Prompt: Please arrange the records, from their first line through the line containing "712 407 842 698", as a JSON list of strings with one string per line and blank lines left out.

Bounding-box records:
********

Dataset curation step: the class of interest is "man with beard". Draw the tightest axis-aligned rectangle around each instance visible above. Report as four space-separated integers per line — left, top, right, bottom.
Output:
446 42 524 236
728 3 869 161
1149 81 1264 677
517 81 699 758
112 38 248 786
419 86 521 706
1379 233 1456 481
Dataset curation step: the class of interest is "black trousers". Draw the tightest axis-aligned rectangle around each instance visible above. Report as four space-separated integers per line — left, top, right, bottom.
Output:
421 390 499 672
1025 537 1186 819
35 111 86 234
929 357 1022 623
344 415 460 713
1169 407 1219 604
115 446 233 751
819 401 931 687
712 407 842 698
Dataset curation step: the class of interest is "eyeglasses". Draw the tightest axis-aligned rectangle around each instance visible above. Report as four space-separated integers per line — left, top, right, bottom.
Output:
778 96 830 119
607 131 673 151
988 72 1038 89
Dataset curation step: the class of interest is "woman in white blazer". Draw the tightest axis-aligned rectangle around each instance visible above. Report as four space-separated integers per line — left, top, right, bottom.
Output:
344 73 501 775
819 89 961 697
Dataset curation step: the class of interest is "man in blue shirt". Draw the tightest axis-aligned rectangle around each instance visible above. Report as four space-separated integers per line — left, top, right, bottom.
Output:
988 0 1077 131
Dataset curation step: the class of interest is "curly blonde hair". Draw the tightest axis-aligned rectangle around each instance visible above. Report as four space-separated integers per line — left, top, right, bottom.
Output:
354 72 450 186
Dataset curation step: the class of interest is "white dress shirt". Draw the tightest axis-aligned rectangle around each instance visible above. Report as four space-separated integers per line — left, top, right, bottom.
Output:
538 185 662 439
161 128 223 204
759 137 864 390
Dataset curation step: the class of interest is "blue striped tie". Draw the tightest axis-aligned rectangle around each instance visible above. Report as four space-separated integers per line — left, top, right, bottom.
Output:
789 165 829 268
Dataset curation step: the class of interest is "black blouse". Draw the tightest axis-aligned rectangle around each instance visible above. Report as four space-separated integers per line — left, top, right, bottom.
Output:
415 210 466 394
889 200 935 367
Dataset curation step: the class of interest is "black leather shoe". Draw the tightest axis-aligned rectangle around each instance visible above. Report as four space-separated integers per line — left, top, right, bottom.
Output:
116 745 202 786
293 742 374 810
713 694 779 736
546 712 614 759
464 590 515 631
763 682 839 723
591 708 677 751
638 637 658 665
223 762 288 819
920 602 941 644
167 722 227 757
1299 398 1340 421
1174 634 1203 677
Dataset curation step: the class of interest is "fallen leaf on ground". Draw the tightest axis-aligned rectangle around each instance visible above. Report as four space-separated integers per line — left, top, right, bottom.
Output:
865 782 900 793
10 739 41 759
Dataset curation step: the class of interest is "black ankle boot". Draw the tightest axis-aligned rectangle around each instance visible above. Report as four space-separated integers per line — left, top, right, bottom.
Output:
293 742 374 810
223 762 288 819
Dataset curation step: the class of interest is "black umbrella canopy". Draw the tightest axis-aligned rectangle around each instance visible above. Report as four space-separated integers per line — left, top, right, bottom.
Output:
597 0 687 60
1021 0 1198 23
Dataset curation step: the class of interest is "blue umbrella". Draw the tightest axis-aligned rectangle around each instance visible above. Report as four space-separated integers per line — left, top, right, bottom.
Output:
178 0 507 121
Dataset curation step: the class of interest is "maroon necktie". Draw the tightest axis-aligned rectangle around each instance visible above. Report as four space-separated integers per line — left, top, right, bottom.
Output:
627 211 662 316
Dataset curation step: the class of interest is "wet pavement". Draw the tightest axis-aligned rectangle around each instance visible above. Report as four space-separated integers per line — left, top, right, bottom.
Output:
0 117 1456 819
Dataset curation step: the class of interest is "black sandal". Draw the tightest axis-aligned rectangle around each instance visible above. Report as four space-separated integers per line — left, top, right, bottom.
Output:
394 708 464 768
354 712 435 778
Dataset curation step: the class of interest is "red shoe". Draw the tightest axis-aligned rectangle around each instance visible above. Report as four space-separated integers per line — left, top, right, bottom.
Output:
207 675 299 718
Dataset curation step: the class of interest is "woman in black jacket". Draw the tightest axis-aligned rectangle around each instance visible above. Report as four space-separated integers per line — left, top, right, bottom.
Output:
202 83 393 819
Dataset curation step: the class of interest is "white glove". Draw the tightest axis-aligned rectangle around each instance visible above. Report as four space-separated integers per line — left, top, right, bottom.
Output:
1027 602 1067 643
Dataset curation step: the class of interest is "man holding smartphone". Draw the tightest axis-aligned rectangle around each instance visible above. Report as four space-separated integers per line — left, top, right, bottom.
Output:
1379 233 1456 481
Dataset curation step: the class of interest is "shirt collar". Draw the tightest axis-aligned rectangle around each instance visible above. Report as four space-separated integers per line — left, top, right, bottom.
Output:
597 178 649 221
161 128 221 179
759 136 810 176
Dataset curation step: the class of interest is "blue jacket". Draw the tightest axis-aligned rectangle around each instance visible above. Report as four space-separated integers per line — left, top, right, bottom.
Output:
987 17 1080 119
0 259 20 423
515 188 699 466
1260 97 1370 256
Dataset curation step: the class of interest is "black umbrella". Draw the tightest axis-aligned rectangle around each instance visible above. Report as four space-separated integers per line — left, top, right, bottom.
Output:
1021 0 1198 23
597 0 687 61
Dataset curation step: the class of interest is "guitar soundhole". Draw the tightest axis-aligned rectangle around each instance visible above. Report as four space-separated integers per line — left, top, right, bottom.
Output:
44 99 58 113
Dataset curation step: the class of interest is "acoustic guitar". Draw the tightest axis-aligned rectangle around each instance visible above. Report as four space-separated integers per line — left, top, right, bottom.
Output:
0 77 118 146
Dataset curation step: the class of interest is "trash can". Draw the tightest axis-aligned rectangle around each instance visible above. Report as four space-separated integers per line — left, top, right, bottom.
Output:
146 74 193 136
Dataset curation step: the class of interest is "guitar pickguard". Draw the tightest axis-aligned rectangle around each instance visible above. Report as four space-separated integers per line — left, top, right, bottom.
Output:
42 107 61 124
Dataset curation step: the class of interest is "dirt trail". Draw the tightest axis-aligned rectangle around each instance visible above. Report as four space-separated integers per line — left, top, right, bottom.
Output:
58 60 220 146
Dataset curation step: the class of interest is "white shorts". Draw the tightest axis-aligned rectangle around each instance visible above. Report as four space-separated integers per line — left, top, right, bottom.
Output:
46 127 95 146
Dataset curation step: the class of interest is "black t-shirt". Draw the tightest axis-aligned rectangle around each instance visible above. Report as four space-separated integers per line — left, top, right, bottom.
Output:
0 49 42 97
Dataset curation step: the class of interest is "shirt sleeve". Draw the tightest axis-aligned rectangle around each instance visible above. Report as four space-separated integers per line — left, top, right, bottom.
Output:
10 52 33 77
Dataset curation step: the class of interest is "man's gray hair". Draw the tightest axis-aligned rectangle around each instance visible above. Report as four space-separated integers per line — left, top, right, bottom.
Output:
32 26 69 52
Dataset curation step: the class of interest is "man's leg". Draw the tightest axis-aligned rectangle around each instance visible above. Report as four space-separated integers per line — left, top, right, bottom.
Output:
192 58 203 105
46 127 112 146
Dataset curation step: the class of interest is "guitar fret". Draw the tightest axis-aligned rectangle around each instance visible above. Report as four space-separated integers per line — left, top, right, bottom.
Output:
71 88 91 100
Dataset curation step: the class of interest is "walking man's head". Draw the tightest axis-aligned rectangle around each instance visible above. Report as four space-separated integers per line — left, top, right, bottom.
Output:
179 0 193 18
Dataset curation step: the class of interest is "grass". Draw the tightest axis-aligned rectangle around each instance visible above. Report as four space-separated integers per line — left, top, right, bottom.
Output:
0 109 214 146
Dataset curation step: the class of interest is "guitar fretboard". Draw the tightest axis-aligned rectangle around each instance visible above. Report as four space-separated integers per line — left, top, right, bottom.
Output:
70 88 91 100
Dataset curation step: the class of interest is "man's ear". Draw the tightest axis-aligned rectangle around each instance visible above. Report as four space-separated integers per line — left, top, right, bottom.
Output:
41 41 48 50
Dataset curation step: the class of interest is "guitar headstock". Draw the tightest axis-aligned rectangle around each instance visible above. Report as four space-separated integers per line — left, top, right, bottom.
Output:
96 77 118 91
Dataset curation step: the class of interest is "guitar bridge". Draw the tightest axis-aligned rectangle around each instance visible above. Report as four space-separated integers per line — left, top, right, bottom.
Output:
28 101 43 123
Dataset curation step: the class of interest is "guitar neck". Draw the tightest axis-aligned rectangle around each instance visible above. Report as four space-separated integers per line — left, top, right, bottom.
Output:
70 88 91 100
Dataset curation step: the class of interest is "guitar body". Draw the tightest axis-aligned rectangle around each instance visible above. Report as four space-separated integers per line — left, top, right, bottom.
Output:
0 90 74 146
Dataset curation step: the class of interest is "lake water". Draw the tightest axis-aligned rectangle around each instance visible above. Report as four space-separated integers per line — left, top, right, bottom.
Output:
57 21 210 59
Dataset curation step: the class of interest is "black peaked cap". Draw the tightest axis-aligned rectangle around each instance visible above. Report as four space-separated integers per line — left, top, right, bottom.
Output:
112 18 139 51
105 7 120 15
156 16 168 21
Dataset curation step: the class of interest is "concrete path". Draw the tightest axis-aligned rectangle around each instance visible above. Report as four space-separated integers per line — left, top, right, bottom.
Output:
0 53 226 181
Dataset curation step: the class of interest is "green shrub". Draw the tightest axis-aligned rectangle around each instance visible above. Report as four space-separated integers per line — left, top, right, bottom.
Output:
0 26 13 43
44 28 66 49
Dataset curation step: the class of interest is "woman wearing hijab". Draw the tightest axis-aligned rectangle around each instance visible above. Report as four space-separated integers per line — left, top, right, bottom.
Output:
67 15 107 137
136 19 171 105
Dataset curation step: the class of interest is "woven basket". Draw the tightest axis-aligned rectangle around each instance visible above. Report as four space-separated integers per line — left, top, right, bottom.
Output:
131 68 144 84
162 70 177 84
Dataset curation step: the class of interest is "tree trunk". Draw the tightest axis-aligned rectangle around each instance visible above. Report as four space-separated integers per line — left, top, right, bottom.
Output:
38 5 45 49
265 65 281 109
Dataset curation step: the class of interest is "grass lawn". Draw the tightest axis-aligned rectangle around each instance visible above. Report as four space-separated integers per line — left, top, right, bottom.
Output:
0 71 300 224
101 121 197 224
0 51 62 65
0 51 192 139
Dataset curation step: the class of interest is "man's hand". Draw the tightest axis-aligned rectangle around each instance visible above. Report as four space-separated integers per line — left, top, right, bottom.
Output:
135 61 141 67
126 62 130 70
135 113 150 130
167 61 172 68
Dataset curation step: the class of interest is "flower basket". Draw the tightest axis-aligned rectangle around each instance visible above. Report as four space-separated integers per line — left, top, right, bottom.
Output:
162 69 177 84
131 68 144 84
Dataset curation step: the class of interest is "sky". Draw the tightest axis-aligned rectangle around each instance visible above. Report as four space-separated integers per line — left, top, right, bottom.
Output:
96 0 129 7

********

Final result:
[
  "Dataset curation step: the class of interest is \"man with beard\". Draw the tightest axis-aligned rectangle around each instance visible above. Report as four space-separated integers per line — left, top, right, bottom.",
  "Output:",
  "446 42 524 236",
  "728 3 869 161",
  "1149 81 1264 677",
  "517 81 699 758",
  "112 38 248 786",
  "419 86 521 706",
  "1379 233 1456 481",
  "Dataset curation step: the class of interest is \"black trousers\". Draw the tightest axis-aligned rectangle around each instance visible above. Report as four space-separated integers per line — left, top, right, bottom.",
  "Output:",
  "421 390 499 672",
  "1025 537 1186 819",
  "35 111 86 234",
  "929 357 1022 623",
  "344 415 460 713",
  "1169 407 1219 604",
  "115 446 233 751",
  "819 401 931 687",
  "712 407 842 698"
]